__Instructions for the task__. Nothing other than the lines from the one containing "Target: helmet chin strap" through the close of the entries below should be printed, each exactly.

__Records from a data source__.
============
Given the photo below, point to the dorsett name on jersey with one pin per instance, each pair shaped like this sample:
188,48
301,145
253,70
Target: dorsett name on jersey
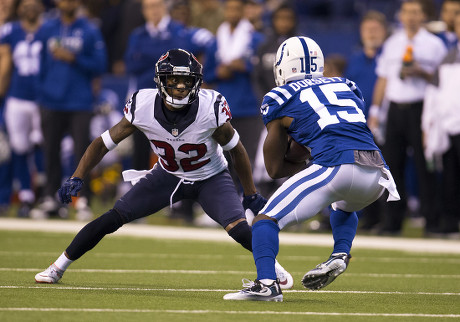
316,81
284,93
327,117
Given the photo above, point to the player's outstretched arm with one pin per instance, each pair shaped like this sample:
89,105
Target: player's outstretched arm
275,147
5,68
97,149
224,135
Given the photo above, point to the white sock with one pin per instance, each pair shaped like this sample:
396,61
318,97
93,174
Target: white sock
267,281
63,262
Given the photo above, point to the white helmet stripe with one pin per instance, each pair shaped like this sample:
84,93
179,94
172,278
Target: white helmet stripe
307,55
275,97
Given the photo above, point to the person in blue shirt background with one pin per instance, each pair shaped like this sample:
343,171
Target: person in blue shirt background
228,68
361,65
21,49
73,55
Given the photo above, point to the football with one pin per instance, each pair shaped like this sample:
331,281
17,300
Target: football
296,152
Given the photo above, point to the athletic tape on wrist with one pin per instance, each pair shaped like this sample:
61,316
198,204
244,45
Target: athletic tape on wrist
232,143
108,142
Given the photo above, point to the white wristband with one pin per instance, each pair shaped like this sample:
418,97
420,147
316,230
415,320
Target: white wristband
232,143
108,142
374,110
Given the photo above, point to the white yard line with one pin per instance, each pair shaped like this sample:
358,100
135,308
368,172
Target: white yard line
138,289
209,272
207,234
259,313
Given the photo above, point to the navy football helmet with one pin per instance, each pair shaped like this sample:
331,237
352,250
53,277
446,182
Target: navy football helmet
178,62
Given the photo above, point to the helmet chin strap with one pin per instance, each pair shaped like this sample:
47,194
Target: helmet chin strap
176,103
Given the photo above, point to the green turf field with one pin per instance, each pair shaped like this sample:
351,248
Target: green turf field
139,279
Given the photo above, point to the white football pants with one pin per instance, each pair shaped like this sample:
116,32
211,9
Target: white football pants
22,120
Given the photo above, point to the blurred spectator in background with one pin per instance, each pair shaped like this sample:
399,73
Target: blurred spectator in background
254,12
404,86
7,12
361,65
229,66
449,10
334,65
20,50
283,26
201,40
116,19
361,68
6,15
208,14
441,123
73,55
146,44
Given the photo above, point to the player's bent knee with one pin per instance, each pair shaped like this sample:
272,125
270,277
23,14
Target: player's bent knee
109,222
242,234
233,224
263,217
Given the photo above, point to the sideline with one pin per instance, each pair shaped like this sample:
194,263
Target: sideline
419,245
============
__Task output__.
Target: helmet chin strap
176,103
Given the photo above, point to the green turf field with one pin per instance, each pair shaped like this sample:
351,248
Target: green turf field
139,279
Given the photo above, point to the white football pants with one pin per instance, each pair shaped like this sample:
116,32
211,9
Target: white football pants
22,120
Given the photo above, point to the blurred spectator in background with one pin per instance, each pair shaped like this sample:
399,73
Target: blurred spectator in background
254,12
404,86
7,12
361,65
229,66
449,10
334,65
20,50
283,26
201,40
116,19
361,68
6,15
208,14
441,123
73,55
146,44
Given the photo above, point to the player's bent knee with one pin per instance, each pair shaped like this sample:
272,125
270,277
23,14
Target: player's bent knee
109,222
242,234
233,224
263,217
Given the photo above, point to the sideline with one pin per instance, each pair shaped like this sample:
194,263
Target: sideline
419,245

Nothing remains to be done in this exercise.